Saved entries

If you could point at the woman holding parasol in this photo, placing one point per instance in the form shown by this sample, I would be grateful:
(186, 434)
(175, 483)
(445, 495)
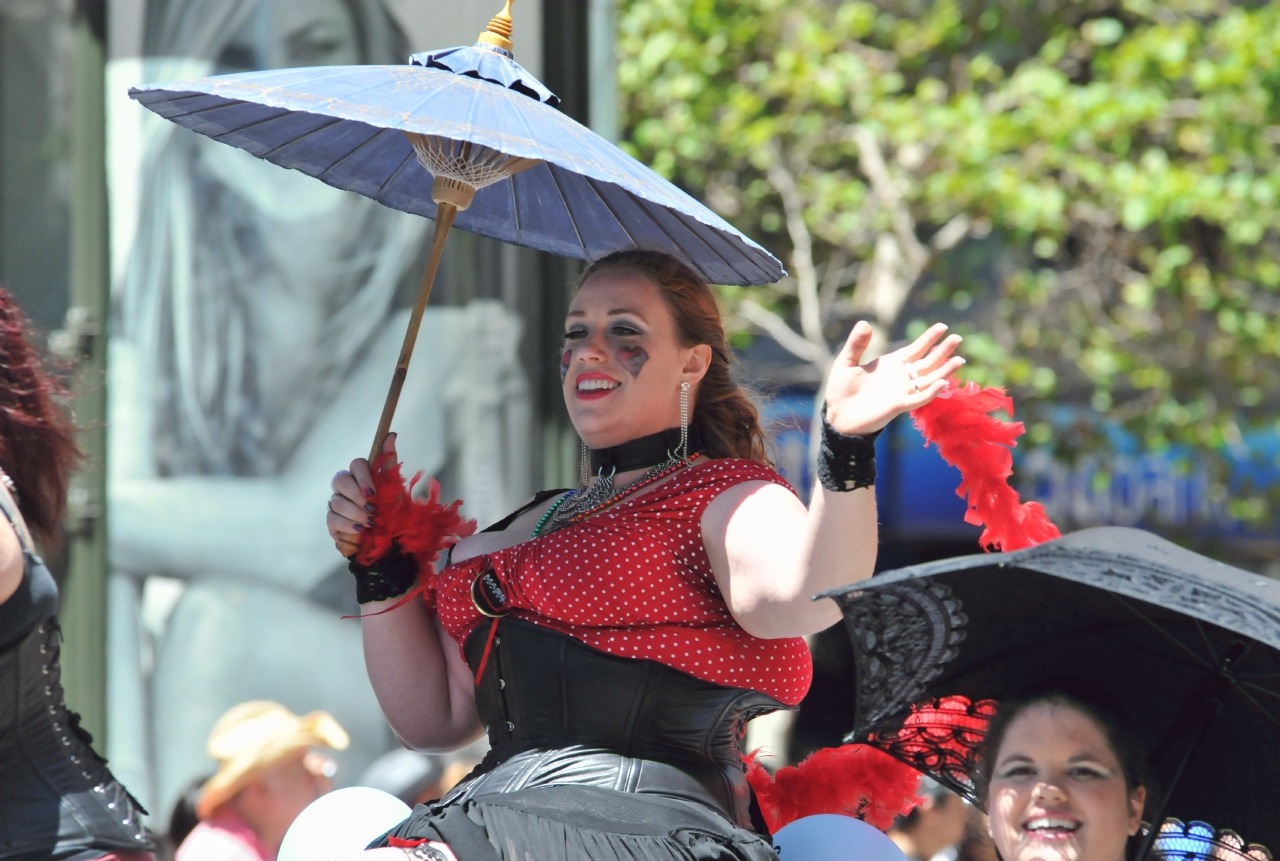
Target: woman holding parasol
(615, 640)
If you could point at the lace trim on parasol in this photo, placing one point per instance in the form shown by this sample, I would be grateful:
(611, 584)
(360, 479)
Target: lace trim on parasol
(904, 635)
(1201, 842)
(941, 738)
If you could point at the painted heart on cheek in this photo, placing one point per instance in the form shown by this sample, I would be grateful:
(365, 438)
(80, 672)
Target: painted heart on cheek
(632, 358)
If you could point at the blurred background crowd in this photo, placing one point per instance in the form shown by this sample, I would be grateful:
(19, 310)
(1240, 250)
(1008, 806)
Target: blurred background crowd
(1087, 189)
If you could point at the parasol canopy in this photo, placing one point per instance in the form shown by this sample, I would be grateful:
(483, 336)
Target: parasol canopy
(1187, 645)
(350, 127)
(462, 136)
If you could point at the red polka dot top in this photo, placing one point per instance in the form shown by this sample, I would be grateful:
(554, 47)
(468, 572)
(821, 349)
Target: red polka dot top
(635, 581)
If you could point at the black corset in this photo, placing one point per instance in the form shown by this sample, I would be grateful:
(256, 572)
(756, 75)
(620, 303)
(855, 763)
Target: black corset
(558, 711)
(56, 797)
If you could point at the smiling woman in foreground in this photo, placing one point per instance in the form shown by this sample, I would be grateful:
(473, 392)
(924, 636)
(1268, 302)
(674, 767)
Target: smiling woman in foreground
(613, 640)
(1064, 779)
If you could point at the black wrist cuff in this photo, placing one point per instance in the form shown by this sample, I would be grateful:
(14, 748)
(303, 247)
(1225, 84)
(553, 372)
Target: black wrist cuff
(845, 462)
(389, 577)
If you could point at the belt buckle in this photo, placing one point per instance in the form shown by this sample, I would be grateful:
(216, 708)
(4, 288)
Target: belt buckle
(488, 595)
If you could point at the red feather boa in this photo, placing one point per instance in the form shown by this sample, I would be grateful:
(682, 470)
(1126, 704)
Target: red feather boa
(959, 424)
(420, 527)
(853, 779)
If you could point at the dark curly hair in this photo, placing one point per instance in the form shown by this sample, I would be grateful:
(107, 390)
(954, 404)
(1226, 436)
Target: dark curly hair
(723, 415)
(37, 445)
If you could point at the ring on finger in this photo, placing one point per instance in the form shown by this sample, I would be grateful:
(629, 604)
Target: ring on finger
(915, 378)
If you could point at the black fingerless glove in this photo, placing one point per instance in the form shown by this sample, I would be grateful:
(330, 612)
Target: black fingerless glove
(845, 462)
(389, 577)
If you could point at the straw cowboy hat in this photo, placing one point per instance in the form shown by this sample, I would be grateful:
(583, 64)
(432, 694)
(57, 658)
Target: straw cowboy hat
(254, 736)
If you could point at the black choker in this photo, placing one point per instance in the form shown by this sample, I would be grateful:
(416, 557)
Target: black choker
(643, 453)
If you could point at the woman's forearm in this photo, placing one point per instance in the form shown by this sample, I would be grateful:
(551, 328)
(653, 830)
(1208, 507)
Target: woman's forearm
(421, 682)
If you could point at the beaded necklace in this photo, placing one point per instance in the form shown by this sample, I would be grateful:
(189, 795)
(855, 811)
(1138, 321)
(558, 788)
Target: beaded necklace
(653, 475)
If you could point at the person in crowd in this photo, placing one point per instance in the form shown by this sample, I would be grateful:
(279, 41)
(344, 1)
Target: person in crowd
(268, 773)
(183, 818)
(615, 639)
(937, 825)
(58, 800)
(414, 778)
(1063, 778)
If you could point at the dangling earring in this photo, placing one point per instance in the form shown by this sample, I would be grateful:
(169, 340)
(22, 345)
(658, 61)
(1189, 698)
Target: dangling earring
(684, 421)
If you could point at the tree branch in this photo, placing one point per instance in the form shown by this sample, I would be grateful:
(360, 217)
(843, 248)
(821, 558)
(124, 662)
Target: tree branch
(778, 330)
(801, 244)
(872, 161)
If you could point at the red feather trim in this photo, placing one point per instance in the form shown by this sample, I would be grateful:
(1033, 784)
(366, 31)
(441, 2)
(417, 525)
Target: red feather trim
(959, 424)
(854, 779)
(420, 527)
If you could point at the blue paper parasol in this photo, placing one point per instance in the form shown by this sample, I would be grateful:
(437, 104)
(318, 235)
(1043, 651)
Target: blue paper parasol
(462, 136)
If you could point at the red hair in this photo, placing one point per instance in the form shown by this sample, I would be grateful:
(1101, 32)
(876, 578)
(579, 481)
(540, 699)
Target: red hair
(37, 448)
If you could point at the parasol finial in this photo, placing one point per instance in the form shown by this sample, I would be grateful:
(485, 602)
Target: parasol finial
(498, 32)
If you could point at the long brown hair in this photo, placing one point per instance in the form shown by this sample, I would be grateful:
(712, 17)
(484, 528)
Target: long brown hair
(725, 417)
(37, 448)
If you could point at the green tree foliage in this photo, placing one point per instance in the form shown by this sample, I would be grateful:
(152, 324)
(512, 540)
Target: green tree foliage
(1114, 163)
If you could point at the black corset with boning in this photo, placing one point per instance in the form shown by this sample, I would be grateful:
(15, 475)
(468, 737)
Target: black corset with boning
(561, 713)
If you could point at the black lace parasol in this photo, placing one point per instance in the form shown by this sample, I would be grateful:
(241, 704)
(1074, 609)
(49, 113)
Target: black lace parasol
(1189, 646)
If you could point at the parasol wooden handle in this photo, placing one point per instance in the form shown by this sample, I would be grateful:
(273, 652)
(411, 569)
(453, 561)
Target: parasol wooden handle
(443, 221)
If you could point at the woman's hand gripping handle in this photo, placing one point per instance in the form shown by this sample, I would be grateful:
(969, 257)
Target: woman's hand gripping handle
(351, 508)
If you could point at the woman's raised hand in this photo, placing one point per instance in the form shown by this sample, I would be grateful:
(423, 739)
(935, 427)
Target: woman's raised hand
(351, 508)
(863, 398)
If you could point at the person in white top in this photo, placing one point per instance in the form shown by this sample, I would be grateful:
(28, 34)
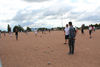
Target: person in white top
(66, 33)
(90, 30)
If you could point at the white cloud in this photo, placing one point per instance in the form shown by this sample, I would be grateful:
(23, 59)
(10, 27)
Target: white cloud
(39, 13)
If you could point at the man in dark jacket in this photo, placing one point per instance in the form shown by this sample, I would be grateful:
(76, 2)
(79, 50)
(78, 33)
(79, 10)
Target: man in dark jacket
(72, 35)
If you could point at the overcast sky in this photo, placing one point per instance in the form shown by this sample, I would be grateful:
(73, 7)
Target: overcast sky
(48, 13)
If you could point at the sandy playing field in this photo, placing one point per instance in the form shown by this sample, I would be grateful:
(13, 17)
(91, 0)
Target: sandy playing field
(38, 51)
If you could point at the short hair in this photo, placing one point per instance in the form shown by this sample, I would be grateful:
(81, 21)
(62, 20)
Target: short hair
(70, 23)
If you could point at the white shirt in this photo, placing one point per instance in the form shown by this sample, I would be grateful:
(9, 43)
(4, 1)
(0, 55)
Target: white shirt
(67, 31)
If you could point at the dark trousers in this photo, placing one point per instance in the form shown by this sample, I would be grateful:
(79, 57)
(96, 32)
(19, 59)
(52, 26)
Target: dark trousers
(16, 37)
(71, 45)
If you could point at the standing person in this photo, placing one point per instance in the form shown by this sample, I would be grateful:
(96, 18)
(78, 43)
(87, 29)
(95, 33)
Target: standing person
(72, 35)
(35, 32)
(90, 30)
(82, 29)
(66, 33)
(16, 33)
(0, 33)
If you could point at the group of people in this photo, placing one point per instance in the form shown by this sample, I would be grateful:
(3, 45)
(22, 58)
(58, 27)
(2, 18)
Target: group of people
(70, 34)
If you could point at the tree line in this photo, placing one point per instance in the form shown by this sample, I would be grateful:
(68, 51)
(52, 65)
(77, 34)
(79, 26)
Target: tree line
(28, 29)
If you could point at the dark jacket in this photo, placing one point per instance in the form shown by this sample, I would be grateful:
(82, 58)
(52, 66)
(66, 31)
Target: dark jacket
(72, 33)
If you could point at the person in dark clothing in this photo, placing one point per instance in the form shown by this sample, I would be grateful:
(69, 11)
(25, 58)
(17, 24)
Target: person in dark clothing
(16, 33)
(72, 35)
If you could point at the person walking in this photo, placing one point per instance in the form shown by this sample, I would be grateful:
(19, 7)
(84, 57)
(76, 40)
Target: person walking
(82, 29)
(90, 31)
(66, 33)
(0, 33)
(72, 35)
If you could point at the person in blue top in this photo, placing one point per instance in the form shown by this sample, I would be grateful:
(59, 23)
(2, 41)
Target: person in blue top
(72, 35)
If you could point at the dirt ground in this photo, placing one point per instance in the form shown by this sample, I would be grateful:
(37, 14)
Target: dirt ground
(49, 50)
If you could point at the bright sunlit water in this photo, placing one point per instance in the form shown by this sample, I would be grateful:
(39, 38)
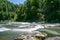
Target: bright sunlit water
(11, 30)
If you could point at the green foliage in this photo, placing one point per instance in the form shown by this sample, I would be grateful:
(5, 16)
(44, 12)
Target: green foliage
(31, 10)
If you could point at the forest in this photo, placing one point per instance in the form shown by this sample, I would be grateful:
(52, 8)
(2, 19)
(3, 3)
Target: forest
(31, 11)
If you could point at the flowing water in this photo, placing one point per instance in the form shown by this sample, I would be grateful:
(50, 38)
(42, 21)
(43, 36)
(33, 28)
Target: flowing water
(11, 30)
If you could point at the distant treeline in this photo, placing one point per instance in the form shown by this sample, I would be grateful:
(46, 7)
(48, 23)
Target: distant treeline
(30, 11)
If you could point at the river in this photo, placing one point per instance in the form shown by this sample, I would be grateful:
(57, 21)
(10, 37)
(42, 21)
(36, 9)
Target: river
(11, 30)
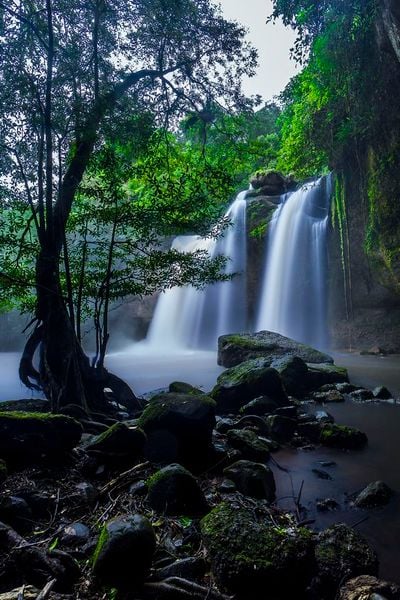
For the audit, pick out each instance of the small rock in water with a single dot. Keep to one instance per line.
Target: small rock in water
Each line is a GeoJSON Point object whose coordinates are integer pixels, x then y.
{"type": "Point", "coordinates": [375, 494]}
{"type": "Point", "coordinates": [321, 474]}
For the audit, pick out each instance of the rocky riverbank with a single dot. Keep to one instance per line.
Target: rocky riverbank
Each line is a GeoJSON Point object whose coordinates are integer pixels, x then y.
{"type": "Point", "coordinates": [178, 500]}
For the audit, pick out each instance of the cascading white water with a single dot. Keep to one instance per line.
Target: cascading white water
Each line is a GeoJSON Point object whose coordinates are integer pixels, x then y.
{"type": "Point", "coordinates": [188, 318]}
{"type": "Point", "coordinates": [293, 294]}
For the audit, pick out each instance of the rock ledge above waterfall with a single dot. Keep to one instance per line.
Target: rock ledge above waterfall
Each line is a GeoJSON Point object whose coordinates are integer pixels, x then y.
{"type": "Point", "coordinates": [236, 348]}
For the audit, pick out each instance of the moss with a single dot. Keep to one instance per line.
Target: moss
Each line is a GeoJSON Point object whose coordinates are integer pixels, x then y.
{"type": "Point", "coordinates": [103, 537]}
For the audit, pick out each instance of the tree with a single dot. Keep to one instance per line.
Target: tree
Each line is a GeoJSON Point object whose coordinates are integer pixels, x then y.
{"type": "Point", "coordinates": [68, 71]}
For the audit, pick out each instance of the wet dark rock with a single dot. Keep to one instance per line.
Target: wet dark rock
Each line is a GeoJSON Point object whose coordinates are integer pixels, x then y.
{"type": "Point", "coordinates": [252, 479]}
{"type": "Point", "coordinates": [237, 348]}
{"type": "Point", "coordinates": [341, 552]}
{"type": "Point", "coordinates": [118, 443]}
{"type": "Point", "coordinates": [324, 417]}
{"type": "Point", "coordinates": [124, 552]}
{"type": "Point", "coordinates": [224, 425]}
{"type": "Point", "coordinates": [227, 486]}
{"type": "Point", "coordinates": [16, 512]}
{"type": "Point", "coordinates": [370, 588]}
{"type": "Point", "coordinates": [179, 429]}
{"type": "Point", "coordinates": [376, 493]}
{"type": "Point", "coordinates": [294, 373]}
{"type": "Point", "coordinates": [327, 504]}
{"type": "Point", "coordinates": [322, 374]}
{"type": "Point", "coordinates": [259, 406]}
{"type": "Point", "coordinates": [28, 437]}
{"type": "Point", "coordinates": [287, 411]}
{"type": "Point", "coordinates": [180, 387]}
{"type": "Point", "coordinates": [327, 397]}
{"type": "Point", "coordinates": [362, 394]}
{"type": "Point", "coordinates": [382, 393]}
{"type": "Point", "coordinates": [249, 444]}
{"type": "Point", "coordinates": [75, 534]}
{"type": "Point", "coordinates": [192, 567]}
{"type": "Point", "coordinates": [322, 474]}
{"type": "Point", "coordinates": [239, 385]}
{"type": "Point", "coordinates": [247, 554]}
{"type": "Point", "coordinates": [340, 436]}
{"type": "Point", "coordinates": [173, 491]}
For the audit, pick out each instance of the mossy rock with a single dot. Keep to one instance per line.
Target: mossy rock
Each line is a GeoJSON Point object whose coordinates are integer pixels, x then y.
{"type": "Point", "coordinates": [174, 491]}
{"type": "Point", "coordinates": [236, 348]}
{"type": "Point", "coordinates": [26, 437]}
{"type": "Point", "coordinates": [124, 552]}
{"type": "Point", "coordinates": [179, 429]}
{"type": "Point", "coordinates": [341, 553]}
{"type": "Point", "coordinates": [239, 385]}
{"type": "Point", "coordinates": [118, 442]}
{"type": "Point", "coordinates": [248, 555]}
{"type": "Point", "coordinates": [341, 436]}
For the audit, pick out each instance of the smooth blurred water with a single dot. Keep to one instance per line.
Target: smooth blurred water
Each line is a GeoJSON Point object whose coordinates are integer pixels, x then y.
{"type": "Point", "coordinates": [293, 288]}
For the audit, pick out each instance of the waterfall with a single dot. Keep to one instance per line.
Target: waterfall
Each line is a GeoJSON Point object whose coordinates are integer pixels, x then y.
{"type": "Point", "coordinates": [293, 292]}
{"type": "Point", "coordinates": [188, 318]}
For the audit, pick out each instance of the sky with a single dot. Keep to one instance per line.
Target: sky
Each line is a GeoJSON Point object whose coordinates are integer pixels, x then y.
{"type": "Point", "coordinates": [273, 42]}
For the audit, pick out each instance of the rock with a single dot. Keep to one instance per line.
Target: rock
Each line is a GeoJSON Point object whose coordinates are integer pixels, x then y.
{"type": "Point", "coordinates": [28, 437]}
{"type": "Point", "coordinates": [294, 373]}
{"type": "Point", "coordinates": [362, 394]}
{"type": "Point", "coordinates": [174, 491]}
{"type": "Point", "coordinates": [321, 474]}
{"type": "Point", "coordinates": [179, 429]}
{"type": "Point", "coordinates": [180, 387]}
{"type": "Point", "coordinates": [249, 555]}
{"type": "Point", "coordinates": [234, 349]}
{"type": "Point", "coordinates": [75, 534]}
{"type": "Point", "coordinates": [375, 494]}
{"type": "Point", "coordinates": [382, 393]}
{"type": "Point", "coordinates": [193, 567]}
{"type": "Point", "coordinates": [252, 479]}
{"type": "Point", "coordinates": [259, 406]}
{"type": "Point", "coordinates": [327, 397]}
{"type": "Point", "coordinates": [340, 436]}
{"type": "Point", "coordinates": [124, 552]}
{"type": "Point", "coordinates": [281, 428]}
{"type": "Point", "coordinates": [249, 444]}
{"type": "Point", "coordinates": [341, 552]}
{"type": "Point", "coordinates": [119, 443]}
{"type": "Point", "coordinates": [327, 504]}
{"type": "Point", "coordinates": [249, 380]}
{"type": "Point", "coordinates": [369, 588]}
{"type": "Point", "coordinates": [345, 388]}
{"type": "Point", "coordinates": [323, 417]}
{"type": "Point", "coordinates": [16, 512]}
{"type": "Point", "coordinates": [324, 373]}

*To do:* Out of the preceding entries, pull every line containing the string "ledge".

*Worked solution:*
For the audit, pick out each instance of the rock ledge above waterfall with a single dot. Keep to one instance per line.
Target: rock ledge above waterfall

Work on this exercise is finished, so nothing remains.